### Consegna
Rispondi alle domande seguenti in base all'intervista.
(a) Se maggioranza e opposizione non troveranno un punto di incontro, a chi spetterà la parola e con quale strumento?
(b) Quali prodotti, secondo le accuse delle opposizioni, sarebbero stati tassati in Manovra?
(c) Quanti medici mancano in Italia e quanti in Veneto?

─── Testo proposto ───

Ma se l’opposizione continuerà a dire no, meglio fermarsi su un tema così rilevante come le riforme di sistema o procedere a colpi di maggioranza?
«Se non si troverà un punto di incontro tra maggioranza e opposizione la parola spetterà ai cittadini col referendum. Sarà il loro voto a decidere cosa è meglio per il Paese».
Senta, le opposizioni accusano il governo di aver messo nuove tasse in Manovra, di aver tassato perfino pannolini e assorbenti per le donne e di aver disatteso le promesse sugli investimenti nella Sanità pubblica. Lei che è stato in prima linea nella lotta contro la pandemia e per settimane ha vissuto nella sede della protezione civile con medici e infermieri, cosa ne pensa che queste due categorie siano pronte a scioperare e fuggire all’estero per stipendi migliori e turni meno massacranti?
«Le opposizioni fanno il loro mestiere, diventa un problema se attaccano senza se e senza ma. Neanche col Covid abbiamo visto una condotta da no fly zone. In alcuni momenti è indispensabile condividere una sfida di comunità. La nostra Sanità è un modello: un esempio concreto della nostra civiltà perché curiamo tutti, senza distinzioni di censo, colore di pelle, valori e sentimenti. Solo l’Italia riesce a dimostrare che il sistema pubblico funziona. E la richiesta di questo modello è in continua espansione: in Veneto siamo al +15% nelle richieste di prestazioni. Questo cozza con la carenza dei medici: 50 mila in meno in Italia, 3500 in Veneto».

─── Estratti di dati ───

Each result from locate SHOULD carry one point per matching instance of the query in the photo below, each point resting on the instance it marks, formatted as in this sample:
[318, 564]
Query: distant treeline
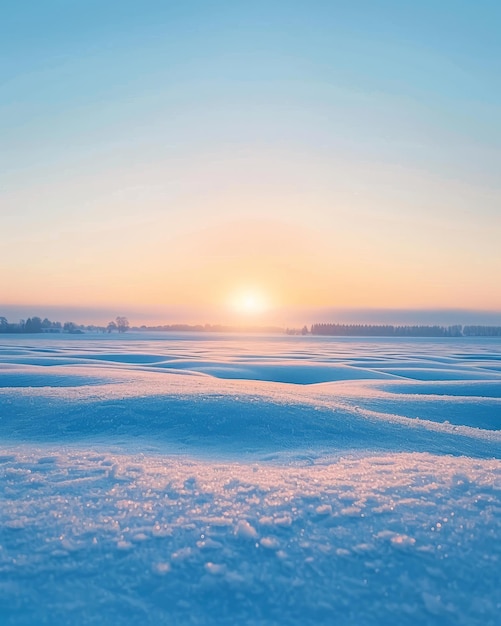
[370, 330]
[36, 324]
[211, 328]
[121, 324]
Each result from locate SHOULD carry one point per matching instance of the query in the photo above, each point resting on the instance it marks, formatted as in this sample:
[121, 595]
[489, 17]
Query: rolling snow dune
[192, 479]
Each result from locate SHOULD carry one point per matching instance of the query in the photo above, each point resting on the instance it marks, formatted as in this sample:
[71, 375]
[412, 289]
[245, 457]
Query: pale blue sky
[130, 131]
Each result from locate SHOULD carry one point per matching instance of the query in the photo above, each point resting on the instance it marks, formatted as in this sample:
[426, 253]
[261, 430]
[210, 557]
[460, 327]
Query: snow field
[137, 492]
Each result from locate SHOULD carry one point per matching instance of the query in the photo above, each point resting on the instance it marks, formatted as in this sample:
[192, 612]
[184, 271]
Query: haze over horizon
[292, 317]
[235, 160]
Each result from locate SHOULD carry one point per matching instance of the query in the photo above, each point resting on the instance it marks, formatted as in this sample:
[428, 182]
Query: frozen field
[216, 479]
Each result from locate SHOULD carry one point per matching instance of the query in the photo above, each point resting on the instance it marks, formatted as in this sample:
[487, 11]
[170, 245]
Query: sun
[249, 301]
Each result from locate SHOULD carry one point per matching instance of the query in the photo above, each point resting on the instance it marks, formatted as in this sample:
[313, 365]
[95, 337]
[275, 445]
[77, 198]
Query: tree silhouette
[122, 324]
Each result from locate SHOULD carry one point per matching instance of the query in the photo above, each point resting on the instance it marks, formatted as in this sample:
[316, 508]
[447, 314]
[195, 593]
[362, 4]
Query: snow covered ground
[223, 479]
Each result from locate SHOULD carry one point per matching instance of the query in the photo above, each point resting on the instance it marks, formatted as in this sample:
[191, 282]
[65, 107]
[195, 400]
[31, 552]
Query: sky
[231, 160]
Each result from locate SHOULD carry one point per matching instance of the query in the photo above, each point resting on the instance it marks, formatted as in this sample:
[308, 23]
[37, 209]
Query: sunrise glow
[249, 302]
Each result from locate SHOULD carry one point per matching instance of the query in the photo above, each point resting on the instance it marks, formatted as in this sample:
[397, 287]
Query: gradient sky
[200, 154]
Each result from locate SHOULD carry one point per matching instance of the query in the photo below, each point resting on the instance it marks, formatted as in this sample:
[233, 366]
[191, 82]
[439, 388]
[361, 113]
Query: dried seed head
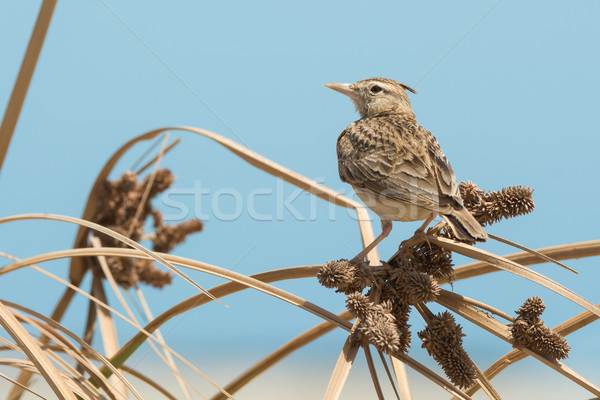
[529, 331]
[117, 208]
[531, 309]
[442, 338]
[345, 276]
[381, 332]
[169, 236]
[428, 258]
[359, 305]
[490, 207]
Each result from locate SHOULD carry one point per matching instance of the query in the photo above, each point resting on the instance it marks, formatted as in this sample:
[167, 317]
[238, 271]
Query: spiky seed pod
[490, 207]
[552, 344]
[459, 367]
[359, 305]
[381, 332]
[117, 208]
[345, 276]
[428, 258]
[417, 287]
[336, 274]
[531, 309]
[470, 194]
[529, 331]
[442, 338]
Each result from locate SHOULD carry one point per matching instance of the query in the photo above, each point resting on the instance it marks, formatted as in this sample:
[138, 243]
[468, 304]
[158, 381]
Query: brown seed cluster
[118, 203]
[490, 207]
[384, 325]
[442, 338]
[529, 331]
[410, 278]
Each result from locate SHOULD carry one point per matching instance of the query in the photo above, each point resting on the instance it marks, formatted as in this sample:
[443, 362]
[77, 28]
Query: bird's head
[376, 97]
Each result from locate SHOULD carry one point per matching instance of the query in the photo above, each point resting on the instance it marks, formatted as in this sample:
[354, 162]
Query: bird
[397, 167]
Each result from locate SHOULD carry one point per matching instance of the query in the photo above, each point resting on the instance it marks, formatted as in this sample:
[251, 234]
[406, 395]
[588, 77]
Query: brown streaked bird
[395, 166]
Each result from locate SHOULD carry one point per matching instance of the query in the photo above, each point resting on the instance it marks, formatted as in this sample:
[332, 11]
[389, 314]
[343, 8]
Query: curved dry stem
[77, 268]
[515, 268]
[58, 327]
[454, 302]
[279, 354]
[562, 252]
[34, 352]
[111, 233]
[566, 328]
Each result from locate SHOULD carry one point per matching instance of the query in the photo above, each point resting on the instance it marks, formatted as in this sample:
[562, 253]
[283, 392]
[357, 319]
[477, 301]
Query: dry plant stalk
[117, 209]
[411, 278]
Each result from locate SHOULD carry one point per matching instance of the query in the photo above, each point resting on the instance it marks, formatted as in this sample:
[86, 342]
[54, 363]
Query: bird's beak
[343, 88]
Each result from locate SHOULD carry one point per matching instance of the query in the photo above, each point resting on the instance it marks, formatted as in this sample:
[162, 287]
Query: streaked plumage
[396, 166]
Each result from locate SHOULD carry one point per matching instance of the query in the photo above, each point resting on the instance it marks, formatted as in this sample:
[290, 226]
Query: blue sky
[509, 89]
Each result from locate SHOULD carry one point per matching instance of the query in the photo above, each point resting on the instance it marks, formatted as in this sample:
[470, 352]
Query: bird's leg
[419, 233]
[386, 228]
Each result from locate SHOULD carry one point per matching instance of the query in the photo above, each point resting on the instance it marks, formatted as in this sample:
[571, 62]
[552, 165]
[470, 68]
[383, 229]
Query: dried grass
[380, 295]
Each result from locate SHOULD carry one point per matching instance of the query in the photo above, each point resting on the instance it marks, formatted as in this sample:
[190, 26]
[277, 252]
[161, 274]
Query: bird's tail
[465, 226]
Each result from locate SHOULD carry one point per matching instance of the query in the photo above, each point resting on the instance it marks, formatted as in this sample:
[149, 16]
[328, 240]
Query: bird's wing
[399, 160]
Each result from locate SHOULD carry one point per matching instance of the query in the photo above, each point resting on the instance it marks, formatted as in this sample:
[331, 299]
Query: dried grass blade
[373, 372]
[77, 269]
[342, 370]
[35, 354]
[108, 332]
[530, 251]
[17, 97]
[155, 158]
[14, 382]
[58, 327]
[146, 193]
[279, 354]
[109, 232]
[388, 373]
[485, 384]
[565, 328]
[517, 269]
[561, 252]
[402, 378]
[167, 356]
[78, 356]
[453, 302]
[149, 381]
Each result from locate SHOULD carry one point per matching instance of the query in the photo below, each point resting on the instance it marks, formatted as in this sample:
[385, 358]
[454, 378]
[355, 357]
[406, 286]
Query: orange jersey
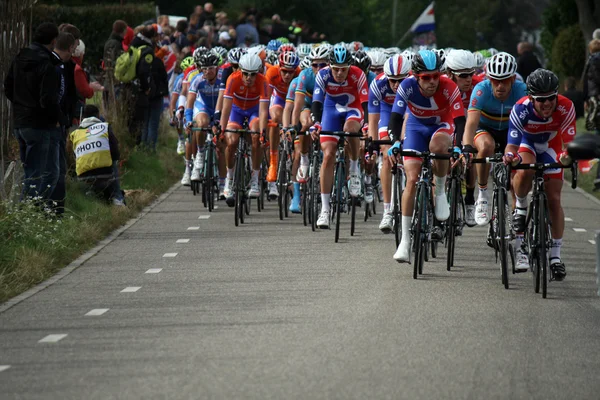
[275, 81]
[246, 97]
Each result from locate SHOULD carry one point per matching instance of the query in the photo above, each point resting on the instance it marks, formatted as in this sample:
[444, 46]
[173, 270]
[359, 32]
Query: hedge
[95, 22]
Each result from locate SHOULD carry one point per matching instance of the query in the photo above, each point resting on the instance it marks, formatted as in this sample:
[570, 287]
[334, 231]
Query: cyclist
[340, 101]
[201, 101]
[460, 67]
[436, 112]
[301, 117]
[487, 120]
[382, 93]
[541, 124]
[245, 98]
[279, 78]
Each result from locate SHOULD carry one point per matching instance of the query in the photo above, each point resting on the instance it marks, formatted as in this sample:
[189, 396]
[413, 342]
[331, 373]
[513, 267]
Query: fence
[15, 28]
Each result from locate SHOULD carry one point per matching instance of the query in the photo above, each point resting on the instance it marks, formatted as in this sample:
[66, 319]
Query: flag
[425, 22]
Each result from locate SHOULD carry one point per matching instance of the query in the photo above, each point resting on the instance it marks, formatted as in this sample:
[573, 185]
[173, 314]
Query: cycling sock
[440, 185]
[470, 197]
[555, 249]
[353, 166]
[325, 201]
[522, 204]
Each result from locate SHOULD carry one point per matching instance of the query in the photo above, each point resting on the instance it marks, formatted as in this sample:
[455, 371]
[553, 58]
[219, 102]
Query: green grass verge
[33, 247]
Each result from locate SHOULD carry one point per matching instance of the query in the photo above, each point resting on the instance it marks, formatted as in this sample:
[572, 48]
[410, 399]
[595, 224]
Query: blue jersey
[495, 113]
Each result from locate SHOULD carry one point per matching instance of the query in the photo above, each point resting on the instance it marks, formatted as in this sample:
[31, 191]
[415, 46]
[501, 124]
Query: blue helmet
[340, 55]
[273, 45]
[426, 61]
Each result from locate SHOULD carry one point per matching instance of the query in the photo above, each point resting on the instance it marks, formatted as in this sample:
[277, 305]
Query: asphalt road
[271, 310]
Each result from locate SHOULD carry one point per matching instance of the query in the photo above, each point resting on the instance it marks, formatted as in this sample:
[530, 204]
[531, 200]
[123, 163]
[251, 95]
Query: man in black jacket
[31, 85]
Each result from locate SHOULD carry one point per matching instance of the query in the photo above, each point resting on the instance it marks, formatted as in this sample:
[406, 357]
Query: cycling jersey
[542, 137]
[341, 101]
[381, 99]
[495, 113]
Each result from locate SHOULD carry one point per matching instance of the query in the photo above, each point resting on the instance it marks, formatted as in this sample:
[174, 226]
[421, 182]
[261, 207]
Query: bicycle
[340, 194]
[500, 231]
[538, 237]
[242, 174]
[422, 221]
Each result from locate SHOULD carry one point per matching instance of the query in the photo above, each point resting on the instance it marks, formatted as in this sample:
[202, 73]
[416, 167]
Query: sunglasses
[543, 99]
[428, 77]
[464, 75]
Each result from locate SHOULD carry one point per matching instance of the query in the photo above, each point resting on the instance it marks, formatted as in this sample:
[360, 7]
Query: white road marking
[154, 270]
[96, 312]
[53, 338]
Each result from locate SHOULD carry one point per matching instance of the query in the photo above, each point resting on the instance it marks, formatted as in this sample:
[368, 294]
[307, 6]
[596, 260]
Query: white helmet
[320, 52]
[250, 63]
[397, 65]
[501, 66]
[458, 60]
[378, 58]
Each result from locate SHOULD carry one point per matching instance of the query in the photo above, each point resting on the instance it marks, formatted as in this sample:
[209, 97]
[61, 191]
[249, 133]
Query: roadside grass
[34, 246]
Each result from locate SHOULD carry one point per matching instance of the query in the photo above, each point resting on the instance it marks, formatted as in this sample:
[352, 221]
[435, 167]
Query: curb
[87, 255]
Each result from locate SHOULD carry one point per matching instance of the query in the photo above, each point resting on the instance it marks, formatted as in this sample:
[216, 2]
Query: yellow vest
[91, 147]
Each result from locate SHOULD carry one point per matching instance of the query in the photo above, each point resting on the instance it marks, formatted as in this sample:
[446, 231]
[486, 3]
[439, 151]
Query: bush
[94, 22]
[568, 52]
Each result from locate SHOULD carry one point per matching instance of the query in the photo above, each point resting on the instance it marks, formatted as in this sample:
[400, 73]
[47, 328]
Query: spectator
[207, 15]
[97, 164]
[246, 32]
[67, 98]
[527, 62]
[85, 89]
[31, 85]
[278, 28]
[576, 96]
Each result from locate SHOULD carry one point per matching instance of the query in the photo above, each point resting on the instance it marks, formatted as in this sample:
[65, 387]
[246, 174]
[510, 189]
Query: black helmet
[209, 59]
[362, 60]
[426, 61]
[542, 81]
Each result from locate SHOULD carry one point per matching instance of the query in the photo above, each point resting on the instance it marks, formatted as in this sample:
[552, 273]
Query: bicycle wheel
[451, 232]
[339, 179]
[500, 233]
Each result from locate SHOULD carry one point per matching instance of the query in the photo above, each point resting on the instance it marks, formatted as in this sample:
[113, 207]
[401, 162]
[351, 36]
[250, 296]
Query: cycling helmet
[250, 63]
[289, 60]
[321, 52]
[186, 63]
[501, 66]
[234, 55]
[340, 56]
[361, 60]
[209, 59]
[274, 45]
[287, 47]
[459, 60]
[378, 58]
[303, 49]
[542, 81]
[426, 61]
[305, 63]
[397, 65]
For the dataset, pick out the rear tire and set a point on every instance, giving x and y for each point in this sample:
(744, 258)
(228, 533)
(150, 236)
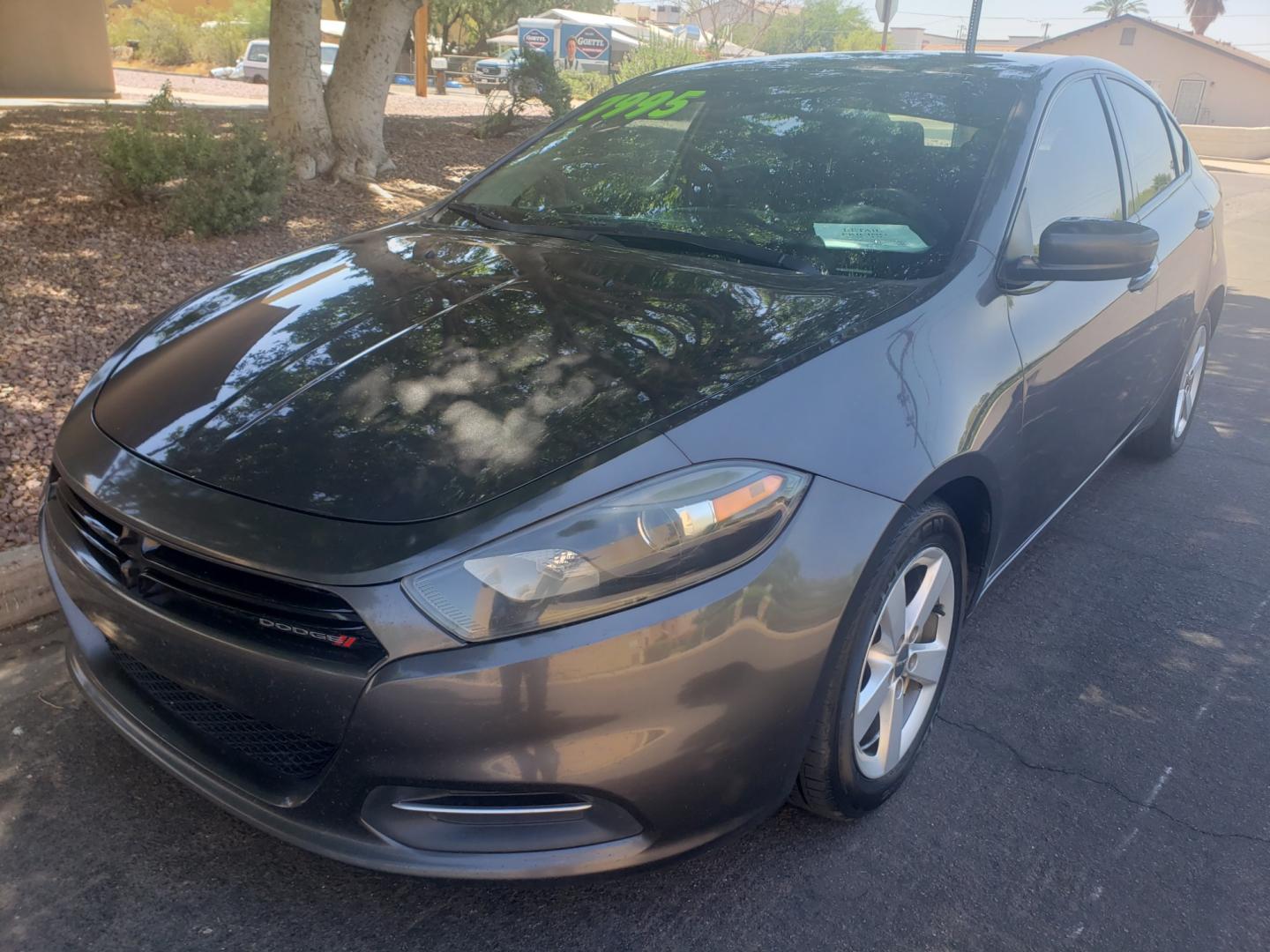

───

### Esercizio svolto
(a) La parola spetterà ai cittadini, con il referendum.
(b) Pannolini e assorbenti per le donne.
(c) In Italia mancano 50 mila medici, in Veneto 3500.